[Study text Boundary: Start]

Stacklet helps organizations with large cloud estates optimize cost, improve security, and ensure compliance by simplifying and automating all aspects of governance via code. Our company was founded by the creators and maintainers of CNCF’s Cloud Custodian, an open-source project used today by thousands of well-known global brands.
Our Stacklet Platform is an award-winning governance as code solution that enables teams to identify and remediate cloud governance issues while establishing preventative guardrails against their recurrence. Renowned for supporting some of the world’s most substantial cloud service consumers, Stacklet Platform helps mitigate cloud waste and risk on a large scale.
ROLE DESCRIPTION / OVERVIEW
Site Reliability Engineers (SREs) are responsible for keeping all user-facing services and other Stacklet production systems running smoothly. SREs are a blend of pragmatic operators and software craftspeople that apply sound engineering principles, operational discipline, and mature automation to our environments and the Stacklet codebases.
AS AN SRE YOU WILL
- Be on a PagerDuty rotation to respond to availability incidents and provide support for service engineers with customer incidents.
- Use your on-call shift to prevent incidents from ever happening.
- Make monitoring and alerting alert on symptoms and not on outages.

[Study text Boundary: End]
[Available data Boundary: Start]

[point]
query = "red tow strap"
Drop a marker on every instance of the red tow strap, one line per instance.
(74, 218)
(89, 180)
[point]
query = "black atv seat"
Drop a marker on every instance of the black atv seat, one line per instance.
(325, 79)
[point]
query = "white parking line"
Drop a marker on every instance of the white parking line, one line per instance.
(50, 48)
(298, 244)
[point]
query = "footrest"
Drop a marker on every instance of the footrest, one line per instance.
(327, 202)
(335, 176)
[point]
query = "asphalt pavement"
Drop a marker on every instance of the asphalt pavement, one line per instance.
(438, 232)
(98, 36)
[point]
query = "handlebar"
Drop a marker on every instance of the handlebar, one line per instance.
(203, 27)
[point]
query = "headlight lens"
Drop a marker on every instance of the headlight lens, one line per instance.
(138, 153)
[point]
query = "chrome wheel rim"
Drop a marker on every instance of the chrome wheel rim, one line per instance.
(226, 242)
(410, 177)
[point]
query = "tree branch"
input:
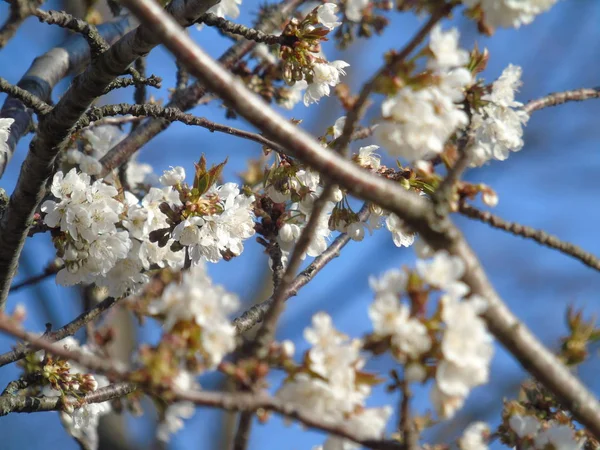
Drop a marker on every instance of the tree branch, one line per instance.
(251, 34)
(188, 97)
(68, 330)
(417, 213)
(25, 404)
(257, 312)
(540, 236)
(45, 72)
(56, 127)
(558, 98)
(172, 115)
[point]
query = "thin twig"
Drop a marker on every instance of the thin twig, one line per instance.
(31, 101)
(251, 34)
(256, 313)
(539, 236)
(68, 330)
(390, 67)
(51, 269)
(558, 98)
(189, 97)
(172, 115)
(439, 233)
(19, 11)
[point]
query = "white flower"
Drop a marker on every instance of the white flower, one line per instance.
(368, 424)
(387, 314)
(473, 437)
(173, 176)
(338, 127)
(316, 397)
(5, 125)
(418, 123)
(226, 8)
(367, 159)
(326, 15)
(172, 421)
(324, 76)
(293, 94)
(497, 128)
(444, 271)
(510, 13)
(400, 235)
(392, 282)
(445, 405)
(208, 305)
(354, 9)
(444, 46)
(524, 426)
(558, 437)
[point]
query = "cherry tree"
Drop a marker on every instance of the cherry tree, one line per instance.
(141, 239)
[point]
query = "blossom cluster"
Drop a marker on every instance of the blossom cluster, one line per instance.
(106, 237)
(531, 434)
(497, 127)
(456, 333)
(305, 67)
(67, 379)
(508, 13)
(419, 119)
(330, 385)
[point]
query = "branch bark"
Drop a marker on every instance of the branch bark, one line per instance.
(56, 127)
(45, 72)
(417, 212)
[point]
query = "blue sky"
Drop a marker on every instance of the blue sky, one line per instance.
(552, 183)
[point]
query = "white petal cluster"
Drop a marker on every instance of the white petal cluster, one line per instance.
(5, 125)
(497, 127)
(334, 396)
(172, 421)
(417, 123)
(474, 437)
(210, 236)
(391, 317)
(510, 13)
(444, 272)
(82, 423)
(207, 305)
(556, 436)
(101, 139)
(227, 8)
(400, 235)
(467, 348)
(88, 214)
(299, 213)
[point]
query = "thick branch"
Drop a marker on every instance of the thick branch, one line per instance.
(45, 72)
(257, 312)
(56, 127)
(540, 236)
(414, 210)
(26, 404)
(559, 98)
(188, 97)
(172, 115)
(68, 330)
(251, 34)
(39, 106)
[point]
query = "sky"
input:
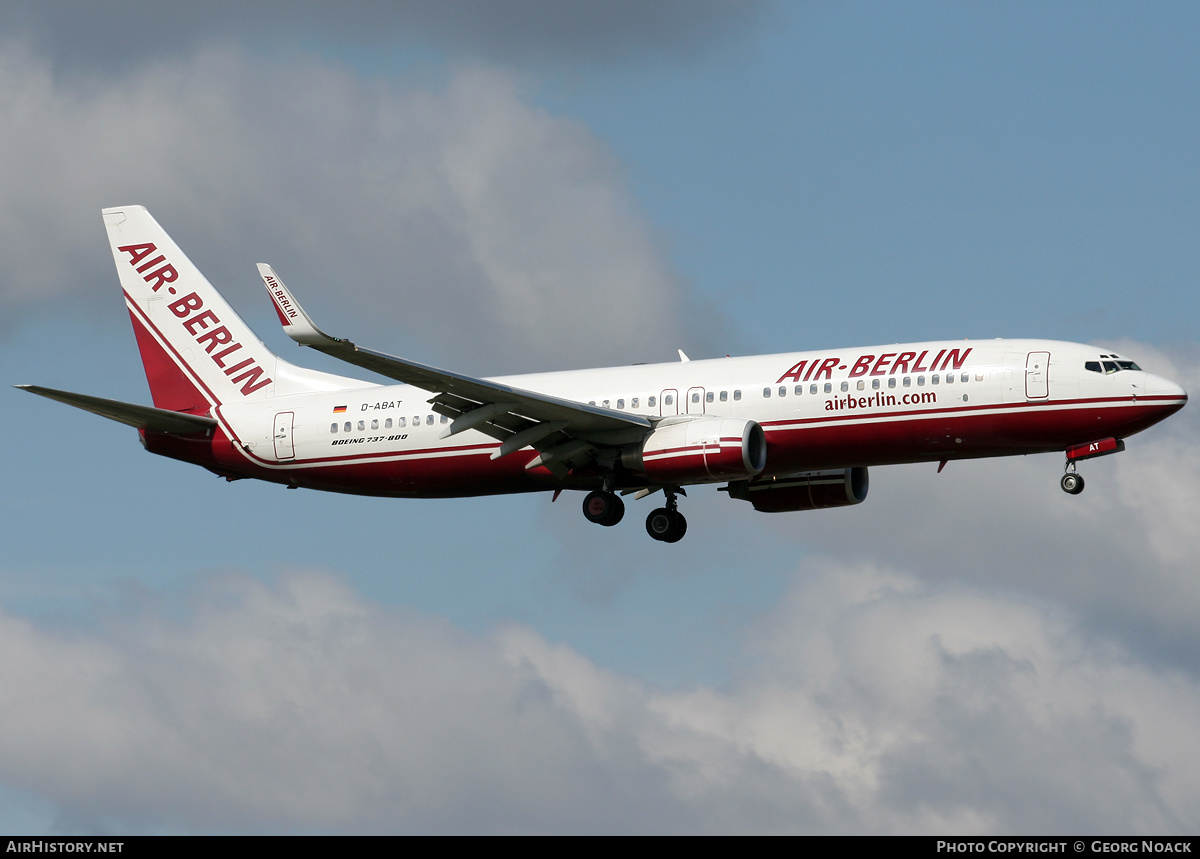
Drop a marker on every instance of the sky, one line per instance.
(523, 185)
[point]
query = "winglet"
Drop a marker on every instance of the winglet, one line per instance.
(295, 322)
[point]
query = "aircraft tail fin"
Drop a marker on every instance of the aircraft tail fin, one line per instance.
(197, 352)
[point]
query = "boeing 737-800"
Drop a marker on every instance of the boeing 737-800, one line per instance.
(783, 432)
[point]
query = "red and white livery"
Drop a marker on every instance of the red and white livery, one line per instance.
(784, 432)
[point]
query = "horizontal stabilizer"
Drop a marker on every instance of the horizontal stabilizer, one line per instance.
(141, 416)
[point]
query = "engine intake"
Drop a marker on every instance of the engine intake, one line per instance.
(700, 450)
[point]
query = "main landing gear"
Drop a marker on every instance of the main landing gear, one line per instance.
(665, 524)
(604, 508)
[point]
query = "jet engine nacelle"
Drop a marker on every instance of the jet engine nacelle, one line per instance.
(700, 449)
(808, 491)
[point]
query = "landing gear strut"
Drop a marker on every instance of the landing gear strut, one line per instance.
(604, 508)
(667, 524)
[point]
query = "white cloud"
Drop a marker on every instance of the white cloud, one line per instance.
(462, 215)
(876, 703)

[Available data Boundary: End]

Activity 1 ::
According to the Stacklet job posting, which open-source project did the company's founders create and maintain?
Activity 2 ::
Continue the Stacklet job posting from the point where it stops.

Answer box 1 ::
CNCF's Cloud Custodian

Answer box 2 ::
- Document every action so your findings turn into repeatable actions–and then into automation.
- Improve the deployment process to make it as boring as possible.
- Design, build and maintain core infrastructure pieces that allow successful scaling of the Stacklet platform
- Debug production issues across services and levels of the stack.
- Partner with development teams to improve services through rigorous testing and release procedures
- Participate in system design consulting, platform management, and capacity planning
- Create sustainable systems and services through automation and uplifts
- Balance feature development speed and reliability with well-defined service level objectives
WHAT WE’RE LOOKING FOR
- A mind for systems – edge cases, failure modes, behaviors, specific implementations.
- You know your way around Linux and the Unix Shell.
- Strong programming skills – Python and/or Go
- Collaborate and communicate asynchronously.
- You document all the things so you don’t need to learn the same thing twice.
- You have an enthusiastic, go-for-it attitude. When you see something broken, you can’t help but fix it.
- You love delivering quickly and iterating fast.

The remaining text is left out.